**Source document**
Located at the South-Western tip of the UK, Cornwall is a remarkable part of Britain that combines stellar seaside scenery with austere, windswept moors. It is at the very heart of British surfing and other water sports. Containing within it the southernmost point of Britain (Lands End) and some of the country’s finest seaside resorts, including the dramatic and stunning Newquay; the county is impressive in an often otherworldly way. It’s also perfect for hiking and rambling, with walks of varying difficulty to be found right throughout the county. Below, we lay out the ten best walks in Cornwall, and offer advice on what you can do once you reach your destination.
1. Perranporth to St Agnes
The Perranporth to St Agnes walk is considered to be fairly straightforward, with level ground, and amazing views of the surrounding area. In total, the walk is around 3.6 miles (5.8 kilometres) and involves the chance to see old Tin Mine workings as you traverse the cliffs and contend with the occasional steep climb and rough stone path. You’ll also be able to admire the beauty of the local wildlife, as well as flora such as heather and orange irises.

**Exercise task A**
Answer these questions using the Cornwall walks article:
(i) What is the southernmost point of Britain, according to the article?
(ii) About how long is the Perranporth to St Agnes walk in total?
(iii) Which two kinds of flora does the article mention along that walk?
**Exercise task B**
Write out everything in the Cornwall walks article from "Located at the" down to "reach your destination.".

**Dataset extract**
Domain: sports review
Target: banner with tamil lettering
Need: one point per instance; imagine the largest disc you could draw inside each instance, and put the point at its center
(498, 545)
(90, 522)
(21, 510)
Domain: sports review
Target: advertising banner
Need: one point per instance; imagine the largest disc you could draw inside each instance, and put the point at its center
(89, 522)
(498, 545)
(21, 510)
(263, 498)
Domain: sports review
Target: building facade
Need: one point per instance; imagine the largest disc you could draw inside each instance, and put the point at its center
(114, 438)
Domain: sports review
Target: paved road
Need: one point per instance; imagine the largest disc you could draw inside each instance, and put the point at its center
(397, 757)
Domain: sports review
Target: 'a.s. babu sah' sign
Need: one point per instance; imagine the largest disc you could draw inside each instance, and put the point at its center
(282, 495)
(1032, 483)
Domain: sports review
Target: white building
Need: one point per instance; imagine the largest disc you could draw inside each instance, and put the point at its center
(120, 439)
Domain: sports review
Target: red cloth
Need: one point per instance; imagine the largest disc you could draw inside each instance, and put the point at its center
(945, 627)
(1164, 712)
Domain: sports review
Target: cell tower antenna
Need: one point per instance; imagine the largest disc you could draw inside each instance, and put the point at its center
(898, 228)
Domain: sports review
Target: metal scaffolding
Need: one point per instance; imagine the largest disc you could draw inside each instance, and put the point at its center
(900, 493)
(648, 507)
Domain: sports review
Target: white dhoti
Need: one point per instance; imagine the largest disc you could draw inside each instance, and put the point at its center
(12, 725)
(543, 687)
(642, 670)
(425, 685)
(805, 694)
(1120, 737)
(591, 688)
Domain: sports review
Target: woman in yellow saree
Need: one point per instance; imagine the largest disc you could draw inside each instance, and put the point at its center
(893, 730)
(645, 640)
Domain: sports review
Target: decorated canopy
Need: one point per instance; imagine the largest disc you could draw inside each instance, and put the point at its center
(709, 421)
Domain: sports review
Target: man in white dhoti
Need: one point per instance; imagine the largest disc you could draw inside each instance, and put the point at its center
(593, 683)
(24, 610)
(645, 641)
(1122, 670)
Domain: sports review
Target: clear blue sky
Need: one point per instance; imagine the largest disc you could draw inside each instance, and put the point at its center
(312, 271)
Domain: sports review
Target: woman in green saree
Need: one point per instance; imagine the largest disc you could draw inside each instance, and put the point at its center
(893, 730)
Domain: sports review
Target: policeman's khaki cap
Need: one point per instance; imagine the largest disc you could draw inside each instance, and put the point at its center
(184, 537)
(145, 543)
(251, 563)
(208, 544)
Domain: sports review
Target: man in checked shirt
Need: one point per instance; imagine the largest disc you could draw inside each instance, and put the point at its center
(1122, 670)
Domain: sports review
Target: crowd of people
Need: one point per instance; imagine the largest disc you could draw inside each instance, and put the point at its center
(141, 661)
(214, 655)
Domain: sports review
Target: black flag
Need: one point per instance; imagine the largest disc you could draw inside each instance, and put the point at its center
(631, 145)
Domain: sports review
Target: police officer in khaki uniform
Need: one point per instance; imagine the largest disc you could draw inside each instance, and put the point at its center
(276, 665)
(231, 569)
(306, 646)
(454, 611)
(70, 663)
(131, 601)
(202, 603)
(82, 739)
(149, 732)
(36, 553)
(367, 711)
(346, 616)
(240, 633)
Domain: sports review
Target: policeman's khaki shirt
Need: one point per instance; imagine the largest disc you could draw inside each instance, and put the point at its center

**Problem solution A**
(i) Lands End
(ii) Around 3.6 miles (5.8 kilometres)
(iii) Heather and orange irises

**Problem solution B**
Located at the South-Western tip of the UK, Cornwall is a remarkable part of Britain that combines stellar seaside scenery with austere, windswept moors. It is at the very heart of British surfing and other water sports. Containing within it the southernmost point of Britain (Lands End) and some of the country’s finest seaside resorts, including the dramatic and stunning Newquay; the county is impressive in an often otherworldly way. It’s also perfect for hiking and rambling, with walks of varying difficulty to be found right throughout the county. Below, we lay out the ten best walks in Cornwall, and offer advice on what you can do once you reach your destination.